What this task involves:
Can you rewrite all of the data below, changing every "Locate" to "Find", altering nothing else, and leaving the pictures out?

Provided records:

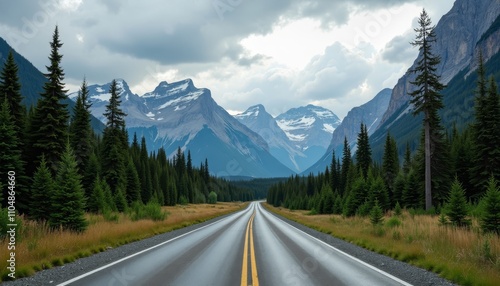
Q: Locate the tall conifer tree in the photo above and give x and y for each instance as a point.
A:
(49, 127)
(426, 98)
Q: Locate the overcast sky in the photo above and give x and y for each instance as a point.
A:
(281, 53)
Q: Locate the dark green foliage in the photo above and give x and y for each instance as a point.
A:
(390, 164)
(96, 201)
(68, 201)
(427, 98)
(49, 126)
(412, 196)
(456, 208)
(10, 154)
(376, 215)
(212, 198)
(80, 130)
(346, 164)
(133, 183)
(490, 219)
(114, 142)
(10, 89)
(42, 190)
(397, 209)
(363, 152)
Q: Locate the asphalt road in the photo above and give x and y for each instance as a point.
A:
(251, 247)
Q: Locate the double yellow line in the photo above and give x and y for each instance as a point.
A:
(244, 269)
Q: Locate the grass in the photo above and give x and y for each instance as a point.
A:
(464, 256)
(38, 247)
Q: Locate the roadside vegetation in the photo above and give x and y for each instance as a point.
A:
(466, 256)
(39, 246)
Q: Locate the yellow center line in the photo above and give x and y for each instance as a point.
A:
(244, 269)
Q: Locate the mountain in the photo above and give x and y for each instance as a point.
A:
(457, 35)
(369, 113)
(181, 115)
(468, 28)
(309, 128)
(32, 81)
(260, 121)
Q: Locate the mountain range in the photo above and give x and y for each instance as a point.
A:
(179, 115)
(301, 140)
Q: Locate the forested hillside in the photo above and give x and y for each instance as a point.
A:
(60, 168)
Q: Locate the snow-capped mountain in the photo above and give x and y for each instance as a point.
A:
(260, 121)
(369, 114)
(309, 128)
(181, 115)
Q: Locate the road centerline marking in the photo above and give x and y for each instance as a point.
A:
(253, 264)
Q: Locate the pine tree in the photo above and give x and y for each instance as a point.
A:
(426, 98)
(96, 201)
(10, 153)
(376, 215)
(133, 183)
(42, 190)
(346, 164)
(80, 128)
(457, 205)
(10, 88)
(49, 127)
(490, 219)
(485, 129)
(363, 152)
(68, 201)
(390, 164)
(114, 148)
(407, 160)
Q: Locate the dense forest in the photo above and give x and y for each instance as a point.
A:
(58, 168)
(465, 164)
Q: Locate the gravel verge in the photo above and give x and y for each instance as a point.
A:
(56, 275)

Answer to this exercise:
Q: Find the tall conifer tree in the photo above and give x and y for each instance as a point.
A:
(49, 127)
(426, 98)
Q: Find the overcast sky in the photo above and give x and y for each instance as a point.
A:
(281, 53)
Q: Find the dark green foliage in the photo above and give x and y for each instance as a point.
A:
(390, 164)
(96, 201)
(68, 201)
(427, 98)
(49, 126)
(412, 196)
(456, 208)
(10, 154)
(376, 215)
(212, 198)
(80, 130)
(346, 164)
(133, 183)
(490, 219)
(114, 142)
(10, 89)
(42, 190)
(397, 209)
(363, 152)
Q: Find the asphalt road in the photo above and give x and y for each instance as a point.
A:
(251, 247)
Q: Find the double yellow line in the photo above and give x and y for each instance as a point.
A:
(244, 269)
Q: Find the grass in the photo above and give x and y for each instance as a point.
A:
(464, 256)
(38, 247)
Q: Find the roadside vegetation in the photo above and give x and y for each instance as a point.
A:
(466, 256)
(39, 246)
Q: Find the yellow center line in the photo above and give x and y for each instance as a point.
A:
(244, 269)
Q: Find the mountain in the photo above and give x and y for each instance as a point.
A:
(457, 35)
(369, 113)
(181, 115)
(468, 28)
(309, 128)
(32, 81)
(260, 121)
Q: Find the mountain range in the photo above and give x and y for each instance as a point.
A:
(179, 115)
(301, 140)
Q: Find the forested hillside in the photo above and give x and y for each instance as a point.
A:
(60, 168)
Q: Find the snow-capped mountain in the photo above and give x and y for each instance as a point.
A:
(260, 121)
(369, 114)
(309, 128)
(181, 115)
Q: Find the road centerline marking in the photo above and give x and y for each instance as a point.
A:
(253, 264)
Q: Find the pine tree in the photo above and give x and y for each instance as a point.
A:
(426, 98)
(96, 201)
(10, 153)
(376, 215)
(133, 183)
(42, 190)
(346, 164)
(80, 128)
(457, 205)
(10, 88)
(49, 127)
(490, 219)
(485, 129)
(363, 152)
(68, 201)
(390, 164)
(114, 148)
(407, 160)
Q: Find the dense forest in the photo above and give x and y for each instance as a point.
A:
(58, 168)
(465, 164)
Q: Find the gravel verge in the photo above and give x and y for each instance as a point.
A:
(56, 275)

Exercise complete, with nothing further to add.